We arrived here last Saturday. I had some business up to Cross Lake with our old friend McAlister about 25 miles from here & from there I went to Shreveport. I had some cash to collect from our horse trade & I had the pleasure of staying with our Mr. Poulice—that youngster who kept the Eagle Tavern in Milan. He is at that business in Shreveport. He sent his compliments to you all.

Tomorrow morning we calculate to start again for Travis. I don’t know whether we shall get through or not. We have had very bad news today. I am afraid it is too true. When we left Mr. Blount’s—Robert & myself, Gen. [Thomas Jefferson] Rusk 2 had gone up to fight the Indians & Mexicans up on the three forks of the Trinity or Trinidad River where they expected they had imbedded. That was about 5 weeks ago & the first news we heard from them was 10 or 12 days ago. There was two Negroes & a Mexican & one American came in to Nacogdoches that the Indians had taken prisoner & they stated that there was an Army [with]in about two days march of them. The Mexicans & Indian Chiefs were holding a council when these prisoners got away. I can’t think of much more news to write—only if that is the case, that Rusk is wiped out [and] the [area] about Nacogdoches is gone. They swear they will have Nacogdoches or die in the attempt.

I forgot to mention that I am in good health and all the rest of the friends here. I shall write again when I get to Travis if we have good luck to get there. You must not be any concerned for mails are very uncertain in this country. Give my love to all. Yours for ever, — Samuel Merry

[to] Ebenezer & C. Merry

We shall go the lower rout & I think there won’t be no danger.

[another hand]

James Bradford Pier, ca. 1875

Caddo Parish
January 12th 1838 [1839]

Dear Parents & friends,

After so long a time we had the pleasure of seeing Brother Samuel & Robert at my house in [Travis] Texas. We was happy to hear of your good health & doing well & further our pleasure at seeing our long expected friends. The boys Robert & Samuel got this far with their wagon & heard such bad news concerning the Indians, they left the wagon here and rode two of the horses to Texas where I live 300 miles from here. Samuel & me came back after the wagon. We calculate to start in the morning for home.

We have just heard that our Texas Army commanded by General Rusk has been cut off by the Indians. If so, we will see the devil. We have 300 miles of Indian country to go through. I merely write a few lines to get Samuel [free postage. I will give you a full detail when I get home, if we are lucky enough to get there.

Data extract -
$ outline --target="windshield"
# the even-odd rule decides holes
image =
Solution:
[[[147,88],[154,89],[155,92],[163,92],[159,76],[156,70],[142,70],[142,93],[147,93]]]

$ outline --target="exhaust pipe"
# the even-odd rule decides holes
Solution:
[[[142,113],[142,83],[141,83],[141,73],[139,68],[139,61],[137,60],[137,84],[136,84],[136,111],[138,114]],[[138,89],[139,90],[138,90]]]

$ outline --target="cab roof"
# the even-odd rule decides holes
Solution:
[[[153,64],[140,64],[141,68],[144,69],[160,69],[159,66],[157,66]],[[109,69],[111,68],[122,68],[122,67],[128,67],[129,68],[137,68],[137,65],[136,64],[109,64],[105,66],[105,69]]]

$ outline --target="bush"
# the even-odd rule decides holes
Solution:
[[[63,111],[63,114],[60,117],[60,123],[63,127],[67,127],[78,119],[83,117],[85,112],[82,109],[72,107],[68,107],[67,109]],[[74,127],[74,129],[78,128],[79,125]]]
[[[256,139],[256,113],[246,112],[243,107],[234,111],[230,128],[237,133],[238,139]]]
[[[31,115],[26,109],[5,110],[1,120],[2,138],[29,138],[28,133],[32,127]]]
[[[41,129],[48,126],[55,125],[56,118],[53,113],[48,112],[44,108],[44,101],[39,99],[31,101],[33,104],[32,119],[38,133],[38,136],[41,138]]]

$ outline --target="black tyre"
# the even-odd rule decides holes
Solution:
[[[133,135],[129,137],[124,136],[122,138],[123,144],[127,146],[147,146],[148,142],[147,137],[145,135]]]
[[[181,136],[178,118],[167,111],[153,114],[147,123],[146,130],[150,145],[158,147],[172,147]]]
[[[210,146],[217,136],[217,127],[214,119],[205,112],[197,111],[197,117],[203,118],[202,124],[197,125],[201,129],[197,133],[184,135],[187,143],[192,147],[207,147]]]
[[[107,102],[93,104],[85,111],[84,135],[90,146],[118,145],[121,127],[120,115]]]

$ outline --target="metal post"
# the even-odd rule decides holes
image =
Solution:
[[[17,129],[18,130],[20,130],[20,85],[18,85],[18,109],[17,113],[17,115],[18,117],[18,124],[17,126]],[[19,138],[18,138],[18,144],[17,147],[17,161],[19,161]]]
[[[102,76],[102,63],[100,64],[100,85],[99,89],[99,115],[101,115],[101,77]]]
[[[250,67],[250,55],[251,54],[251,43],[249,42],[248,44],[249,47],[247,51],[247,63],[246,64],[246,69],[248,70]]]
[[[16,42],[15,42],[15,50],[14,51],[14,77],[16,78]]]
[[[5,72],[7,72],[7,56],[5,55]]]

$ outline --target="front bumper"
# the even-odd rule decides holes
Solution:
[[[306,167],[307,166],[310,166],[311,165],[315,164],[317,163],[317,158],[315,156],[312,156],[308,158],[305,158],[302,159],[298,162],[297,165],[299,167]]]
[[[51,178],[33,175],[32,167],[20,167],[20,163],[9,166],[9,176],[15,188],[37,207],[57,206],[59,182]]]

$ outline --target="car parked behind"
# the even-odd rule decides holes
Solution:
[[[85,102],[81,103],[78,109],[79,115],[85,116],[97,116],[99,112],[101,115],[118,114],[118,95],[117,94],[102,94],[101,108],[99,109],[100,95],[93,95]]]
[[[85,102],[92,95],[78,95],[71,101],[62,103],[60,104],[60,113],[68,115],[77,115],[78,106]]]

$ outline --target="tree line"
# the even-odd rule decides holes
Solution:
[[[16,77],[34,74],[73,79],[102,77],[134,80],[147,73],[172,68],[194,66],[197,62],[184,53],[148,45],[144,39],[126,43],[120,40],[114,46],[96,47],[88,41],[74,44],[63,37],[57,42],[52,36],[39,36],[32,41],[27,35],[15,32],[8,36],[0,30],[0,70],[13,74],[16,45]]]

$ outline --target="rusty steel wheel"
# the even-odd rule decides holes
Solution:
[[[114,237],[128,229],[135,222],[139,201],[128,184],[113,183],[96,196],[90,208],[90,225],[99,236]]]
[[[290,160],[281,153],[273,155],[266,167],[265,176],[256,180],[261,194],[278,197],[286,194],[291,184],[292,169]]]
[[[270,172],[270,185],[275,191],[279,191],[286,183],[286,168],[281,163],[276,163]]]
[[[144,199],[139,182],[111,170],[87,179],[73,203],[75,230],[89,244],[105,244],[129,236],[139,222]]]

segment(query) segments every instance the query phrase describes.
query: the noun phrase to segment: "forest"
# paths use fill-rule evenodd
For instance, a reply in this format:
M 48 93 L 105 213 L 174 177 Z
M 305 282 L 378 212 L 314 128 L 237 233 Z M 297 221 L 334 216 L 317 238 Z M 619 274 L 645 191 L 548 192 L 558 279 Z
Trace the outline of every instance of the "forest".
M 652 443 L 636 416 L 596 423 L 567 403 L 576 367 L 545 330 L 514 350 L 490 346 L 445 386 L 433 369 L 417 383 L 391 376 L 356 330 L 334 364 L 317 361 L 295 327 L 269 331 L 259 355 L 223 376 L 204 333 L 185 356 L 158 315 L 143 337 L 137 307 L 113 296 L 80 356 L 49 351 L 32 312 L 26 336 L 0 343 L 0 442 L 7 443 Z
* * *
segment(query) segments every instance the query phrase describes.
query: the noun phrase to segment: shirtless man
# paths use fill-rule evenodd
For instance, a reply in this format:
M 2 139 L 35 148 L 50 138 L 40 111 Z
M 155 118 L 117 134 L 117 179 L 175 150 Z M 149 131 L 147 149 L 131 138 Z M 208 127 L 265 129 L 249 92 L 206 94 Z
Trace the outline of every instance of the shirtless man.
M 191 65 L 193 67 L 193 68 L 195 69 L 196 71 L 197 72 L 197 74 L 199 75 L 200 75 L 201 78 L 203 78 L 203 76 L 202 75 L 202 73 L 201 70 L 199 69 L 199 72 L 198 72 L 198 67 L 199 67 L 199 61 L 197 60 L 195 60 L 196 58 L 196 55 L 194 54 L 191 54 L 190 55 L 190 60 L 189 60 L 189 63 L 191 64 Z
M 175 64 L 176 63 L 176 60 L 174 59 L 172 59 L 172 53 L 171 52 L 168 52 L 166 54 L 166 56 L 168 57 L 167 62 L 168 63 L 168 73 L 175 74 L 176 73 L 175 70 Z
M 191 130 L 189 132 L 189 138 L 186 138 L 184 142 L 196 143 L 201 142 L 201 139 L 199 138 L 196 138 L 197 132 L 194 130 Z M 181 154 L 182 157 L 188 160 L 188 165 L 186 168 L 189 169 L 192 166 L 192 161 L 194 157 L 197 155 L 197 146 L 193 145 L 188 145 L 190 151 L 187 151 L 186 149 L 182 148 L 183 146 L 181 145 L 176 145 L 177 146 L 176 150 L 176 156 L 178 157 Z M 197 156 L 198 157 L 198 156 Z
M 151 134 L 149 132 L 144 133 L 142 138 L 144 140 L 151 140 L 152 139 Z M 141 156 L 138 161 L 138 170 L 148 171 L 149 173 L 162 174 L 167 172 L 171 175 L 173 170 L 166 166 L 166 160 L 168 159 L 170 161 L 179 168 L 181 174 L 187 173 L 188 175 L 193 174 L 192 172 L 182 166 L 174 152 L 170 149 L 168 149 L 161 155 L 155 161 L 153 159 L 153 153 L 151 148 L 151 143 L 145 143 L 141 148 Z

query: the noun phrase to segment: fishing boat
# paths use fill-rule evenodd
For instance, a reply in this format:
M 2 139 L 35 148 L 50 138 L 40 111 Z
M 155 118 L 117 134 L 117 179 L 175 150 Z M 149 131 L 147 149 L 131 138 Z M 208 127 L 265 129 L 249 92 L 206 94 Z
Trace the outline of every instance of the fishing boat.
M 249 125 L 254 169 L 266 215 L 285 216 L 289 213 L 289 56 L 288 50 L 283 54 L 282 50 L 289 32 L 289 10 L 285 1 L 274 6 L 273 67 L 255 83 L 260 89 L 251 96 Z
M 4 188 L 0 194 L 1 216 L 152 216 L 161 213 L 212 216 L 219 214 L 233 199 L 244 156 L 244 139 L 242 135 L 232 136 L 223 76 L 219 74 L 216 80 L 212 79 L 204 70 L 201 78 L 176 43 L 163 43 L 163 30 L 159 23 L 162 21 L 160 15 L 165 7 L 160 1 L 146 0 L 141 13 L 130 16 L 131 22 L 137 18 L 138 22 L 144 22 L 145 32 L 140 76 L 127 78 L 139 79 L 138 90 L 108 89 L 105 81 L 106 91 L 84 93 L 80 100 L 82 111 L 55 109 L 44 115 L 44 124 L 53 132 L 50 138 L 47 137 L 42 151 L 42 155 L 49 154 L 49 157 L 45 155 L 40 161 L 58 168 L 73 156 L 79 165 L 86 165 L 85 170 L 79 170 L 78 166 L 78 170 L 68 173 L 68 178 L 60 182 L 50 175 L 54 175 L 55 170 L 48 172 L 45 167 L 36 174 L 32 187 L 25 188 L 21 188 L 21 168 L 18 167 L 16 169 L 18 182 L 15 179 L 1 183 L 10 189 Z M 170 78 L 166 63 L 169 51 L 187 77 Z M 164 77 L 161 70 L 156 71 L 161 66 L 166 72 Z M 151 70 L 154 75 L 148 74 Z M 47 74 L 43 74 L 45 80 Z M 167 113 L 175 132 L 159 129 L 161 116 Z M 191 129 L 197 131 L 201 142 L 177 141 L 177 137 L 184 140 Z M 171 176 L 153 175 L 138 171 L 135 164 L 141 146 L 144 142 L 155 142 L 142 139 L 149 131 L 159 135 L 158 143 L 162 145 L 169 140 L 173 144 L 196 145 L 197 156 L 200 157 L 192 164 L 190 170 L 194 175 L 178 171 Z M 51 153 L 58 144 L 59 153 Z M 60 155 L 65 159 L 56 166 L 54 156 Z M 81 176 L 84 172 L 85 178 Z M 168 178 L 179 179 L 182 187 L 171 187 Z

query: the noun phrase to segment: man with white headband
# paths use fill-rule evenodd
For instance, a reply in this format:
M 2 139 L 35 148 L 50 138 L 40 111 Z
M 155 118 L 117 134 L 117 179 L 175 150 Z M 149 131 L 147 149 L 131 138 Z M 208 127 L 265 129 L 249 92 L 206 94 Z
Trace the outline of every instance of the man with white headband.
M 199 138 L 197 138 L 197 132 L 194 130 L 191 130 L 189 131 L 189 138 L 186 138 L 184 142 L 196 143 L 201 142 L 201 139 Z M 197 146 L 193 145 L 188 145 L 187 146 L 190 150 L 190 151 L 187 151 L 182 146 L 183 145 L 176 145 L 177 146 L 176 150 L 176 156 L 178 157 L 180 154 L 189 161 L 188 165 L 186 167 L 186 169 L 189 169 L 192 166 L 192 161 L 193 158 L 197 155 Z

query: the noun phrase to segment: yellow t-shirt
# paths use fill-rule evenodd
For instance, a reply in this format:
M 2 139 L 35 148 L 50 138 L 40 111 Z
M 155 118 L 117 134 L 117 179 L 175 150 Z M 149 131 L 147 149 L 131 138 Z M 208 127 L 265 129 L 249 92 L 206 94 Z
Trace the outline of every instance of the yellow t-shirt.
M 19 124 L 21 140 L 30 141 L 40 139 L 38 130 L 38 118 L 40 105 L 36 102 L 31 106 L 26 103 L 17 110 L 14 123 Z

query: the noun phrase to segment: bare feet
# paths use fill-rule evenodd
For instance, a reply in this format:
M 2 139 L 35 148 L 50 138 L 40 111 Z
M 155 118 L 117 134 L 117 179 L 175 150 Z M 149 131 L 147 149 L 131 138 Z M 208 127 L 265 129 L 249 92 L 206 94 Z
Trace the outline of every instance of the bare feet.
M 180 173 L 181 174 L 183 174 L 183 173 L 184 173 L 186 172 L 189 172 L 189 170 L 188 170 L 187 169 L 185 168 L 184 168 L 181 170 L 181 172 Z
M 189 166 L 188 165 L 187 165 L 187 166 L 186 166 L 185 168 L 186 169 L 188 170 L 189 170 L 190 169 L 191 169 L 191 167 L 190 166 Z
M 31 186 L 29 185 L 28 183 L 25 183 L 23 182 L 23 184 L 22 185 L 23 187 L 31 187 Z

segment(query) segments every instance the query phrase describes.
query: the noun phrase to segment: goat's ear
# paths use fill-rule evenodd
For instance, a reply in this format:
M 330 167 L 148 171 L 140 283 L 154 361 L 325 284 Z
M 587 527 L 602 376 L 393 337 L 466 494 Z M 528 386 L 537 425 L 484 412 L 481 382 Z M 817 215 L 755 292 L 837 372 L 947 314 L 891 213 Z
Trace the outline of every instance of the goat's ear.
...
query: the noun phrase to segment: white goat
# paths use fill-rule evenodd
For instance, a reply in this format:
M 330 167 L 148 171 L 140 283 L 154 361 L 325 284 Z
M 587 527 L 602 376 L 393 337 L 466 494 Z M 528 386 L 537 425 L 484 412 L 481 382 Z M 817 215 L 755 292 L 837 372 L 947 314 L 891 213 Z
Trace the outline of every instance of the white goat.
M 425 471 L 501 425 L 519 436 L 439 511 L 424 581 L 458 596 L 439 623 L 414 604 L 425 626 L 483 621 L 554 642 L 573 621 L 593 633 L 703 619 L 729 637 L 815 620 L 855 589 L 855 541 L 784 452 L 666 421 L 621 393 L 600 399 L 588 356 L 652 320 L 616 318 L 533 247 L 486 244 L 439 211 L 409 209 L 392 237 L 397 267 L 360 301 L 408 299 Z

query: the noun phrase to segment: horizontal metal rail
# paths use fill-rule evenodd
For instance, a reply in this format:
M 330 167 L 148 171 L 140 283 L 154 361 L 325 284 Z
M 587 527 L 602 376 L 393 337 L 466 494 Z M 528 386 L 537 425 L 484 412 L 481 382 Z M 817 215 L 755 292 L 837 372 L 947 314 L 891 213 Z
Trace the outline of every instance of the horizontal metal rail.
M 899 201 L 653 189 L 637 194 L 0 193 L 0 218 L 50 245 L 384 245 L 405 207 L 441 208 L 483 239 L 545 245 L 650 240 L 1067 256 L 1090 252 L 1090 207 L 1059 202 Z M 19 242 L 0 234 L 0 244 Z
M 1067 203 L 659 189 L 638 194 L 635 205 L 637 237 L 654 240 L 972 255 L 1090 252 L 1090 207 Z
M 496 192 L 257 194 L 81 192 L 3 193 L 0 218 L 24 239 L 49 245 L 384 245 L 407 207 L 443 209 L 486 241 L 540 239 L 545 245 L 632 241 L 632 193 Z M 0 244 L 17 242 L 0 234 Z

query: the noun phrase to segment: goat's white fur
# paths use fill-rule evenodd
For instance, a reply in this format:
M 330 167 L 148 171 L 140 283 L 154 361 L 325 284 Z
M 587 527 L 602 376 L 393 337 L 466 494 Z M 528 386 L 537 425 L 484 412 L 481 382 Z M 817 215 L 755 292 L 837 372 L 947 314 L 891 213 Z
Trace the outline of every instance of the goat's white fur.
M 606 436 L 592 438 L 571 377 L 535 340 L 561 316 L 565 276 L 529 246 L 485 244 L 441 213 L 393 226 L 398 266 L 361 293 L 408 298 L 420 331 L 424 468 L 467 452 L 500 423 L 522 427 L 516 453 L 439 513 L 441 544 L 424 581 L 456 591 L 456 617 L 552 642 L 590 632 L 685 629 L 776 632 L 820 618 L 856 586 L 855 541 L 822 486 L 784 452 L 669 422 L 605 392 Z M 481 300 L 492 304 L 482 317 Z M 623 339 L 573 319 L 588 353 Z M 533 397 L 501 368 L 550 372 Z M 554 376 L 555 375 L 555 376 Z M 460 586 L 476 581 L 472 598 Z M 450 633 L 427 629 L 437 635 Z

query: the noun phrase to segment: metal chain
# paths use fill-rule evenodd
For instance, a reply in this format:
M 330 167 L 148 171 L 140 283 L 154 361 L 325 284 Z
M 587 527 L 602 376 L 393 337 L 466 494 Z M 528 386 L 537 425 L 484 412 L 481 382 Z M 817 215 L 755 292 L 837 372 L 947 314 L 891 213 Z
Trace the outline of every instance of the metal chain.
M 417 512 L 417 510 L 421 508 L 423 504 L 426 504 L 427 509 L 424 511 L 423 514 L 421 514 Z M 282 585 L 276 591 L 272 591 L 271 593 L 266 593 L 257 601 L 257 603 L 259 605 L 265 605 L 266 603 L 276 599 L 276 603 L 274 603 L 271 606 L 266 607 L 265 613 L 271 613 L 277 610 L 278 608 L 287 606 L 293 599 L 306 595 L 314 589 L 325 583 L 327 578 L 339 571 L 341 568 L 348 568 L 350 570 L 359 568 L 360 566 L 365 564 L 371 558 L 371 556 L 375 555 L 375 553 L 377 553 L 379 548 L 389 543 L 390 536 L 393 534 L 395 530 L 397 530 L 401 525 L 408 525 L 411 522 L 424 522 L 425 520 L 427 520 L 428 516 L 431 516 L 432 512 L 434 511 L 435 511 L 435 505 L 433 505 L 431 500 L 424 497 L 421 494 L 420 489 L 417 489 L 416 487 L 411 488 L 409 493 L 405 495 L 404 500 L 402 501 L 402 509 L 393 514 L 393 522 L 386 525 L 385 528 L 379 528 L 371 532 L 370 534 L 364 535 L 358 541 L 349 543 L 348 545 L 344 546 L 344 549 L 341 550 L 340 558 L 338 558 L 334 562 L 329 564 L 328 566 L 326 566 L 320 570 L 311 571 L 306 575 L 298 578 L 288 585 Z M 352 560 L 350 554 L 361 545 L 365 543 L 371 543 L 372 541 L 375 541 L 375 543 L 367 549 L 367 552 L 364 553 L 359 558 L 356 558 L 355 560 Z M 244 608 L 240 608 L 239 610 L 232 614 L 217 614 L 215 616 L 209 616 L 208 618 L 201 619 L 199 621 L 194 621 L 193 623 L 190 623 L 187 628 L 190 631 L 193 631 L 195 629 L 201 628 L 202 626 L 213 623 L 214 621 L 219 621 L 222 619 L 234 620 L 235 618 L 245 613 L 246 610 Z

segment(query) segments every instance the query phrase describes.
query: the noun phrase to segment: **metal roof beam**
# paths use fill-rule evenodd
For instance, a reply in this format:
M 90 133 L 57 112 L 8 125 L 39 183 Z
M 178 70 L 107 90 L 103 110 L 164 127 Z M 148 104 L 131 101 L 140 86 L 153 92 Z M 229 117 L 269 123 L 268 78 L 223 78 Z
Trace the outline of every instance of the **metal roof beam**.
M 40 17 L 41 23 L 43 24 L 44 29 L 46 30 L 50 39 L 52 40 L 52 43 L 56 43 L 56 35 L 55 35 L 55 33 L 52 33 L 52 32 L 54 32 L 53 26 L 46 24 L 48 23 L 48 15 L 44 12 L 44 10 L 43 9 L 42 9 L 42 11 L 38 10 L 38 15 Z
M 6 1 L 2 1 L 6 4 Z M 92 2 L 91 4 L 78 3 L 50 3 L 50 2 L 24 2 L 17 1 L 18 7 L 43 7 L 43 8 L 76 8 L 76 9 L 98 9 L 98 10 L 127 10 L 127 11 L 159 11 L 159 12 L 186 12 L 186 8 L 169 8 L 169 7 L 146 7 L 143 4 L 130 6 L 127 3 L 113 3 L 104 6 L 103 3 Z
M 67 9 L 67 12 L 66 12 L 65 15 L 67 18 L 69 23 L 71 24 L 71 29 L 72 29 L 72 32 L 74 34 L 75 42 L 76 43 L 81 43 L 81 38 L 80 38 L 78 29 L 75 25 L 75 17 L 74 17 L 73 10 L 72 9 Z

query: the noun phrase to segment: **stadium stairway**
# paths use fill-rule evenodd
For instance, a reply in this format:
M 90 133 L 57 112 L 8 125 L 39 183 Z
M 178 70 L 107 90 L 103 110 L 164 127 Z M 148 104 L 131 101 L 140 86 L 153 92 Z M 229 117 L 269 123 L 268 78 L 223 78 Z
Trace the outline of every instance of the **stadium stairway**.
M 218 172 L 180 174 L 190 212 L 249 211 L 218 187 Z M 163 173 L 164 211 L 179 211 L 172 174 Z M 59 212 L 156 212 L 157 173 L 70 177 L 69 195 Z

What you will do - In the letters, who once kept the Eagle Tavern in Milan?

The answer - Mr. Poulice